DESCRIPTION OF THE TASK
Below are records; quote them exactly from the first line through the line that contains "column 81, row 57".

= = = =

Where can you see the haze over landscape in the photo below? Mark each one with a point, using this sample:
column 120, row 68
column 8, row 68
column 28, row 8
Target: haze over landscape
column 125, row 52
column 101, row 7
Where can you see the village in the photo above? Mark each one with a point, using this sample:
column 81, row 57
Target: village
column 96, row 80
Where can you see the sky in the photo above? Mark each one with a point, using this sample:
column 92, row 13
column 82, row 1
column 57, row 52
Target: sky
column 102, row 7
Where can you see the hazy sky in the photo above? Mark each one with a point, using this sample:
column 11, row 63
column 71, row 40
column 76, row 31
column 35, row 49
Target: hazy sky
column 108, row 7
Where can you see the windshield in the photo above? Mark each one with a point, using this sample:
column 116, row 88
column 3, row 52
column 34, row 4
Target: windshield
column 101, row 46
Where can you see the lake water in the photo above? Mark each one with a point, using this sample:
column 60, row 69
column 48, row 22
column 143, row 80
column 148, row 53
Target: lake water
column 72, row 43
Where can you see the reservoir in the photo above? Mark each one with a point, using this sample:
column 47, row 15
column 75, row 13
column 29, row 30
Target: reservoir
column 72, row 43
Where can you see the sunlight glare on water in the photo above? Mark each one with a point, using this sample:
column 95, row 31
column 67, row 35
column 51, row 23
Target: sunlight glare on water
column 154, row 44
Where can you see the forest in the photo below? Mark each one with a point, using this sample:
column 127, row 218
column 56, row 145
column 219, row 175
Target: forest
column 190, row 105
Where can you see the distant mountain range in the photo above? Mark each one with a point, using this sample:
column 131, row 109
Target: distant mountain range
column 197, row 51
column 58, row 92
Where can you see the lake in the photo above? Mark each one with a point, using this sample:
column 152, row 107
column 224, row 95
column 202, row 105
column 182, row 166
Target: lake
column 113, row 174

= = = =

FINISHED EXERCISE
Where can you see the haze over landscape in the photo below? Mark each one with a point, using this sample:
column 120, row 68
column 8, row 68
column 28, row 8
Target: haze over landscape
column 125, row 52
column 101, row 7
Where can you see the village in the photo above? Mark each one with a point, using this sample:
column 81, row 57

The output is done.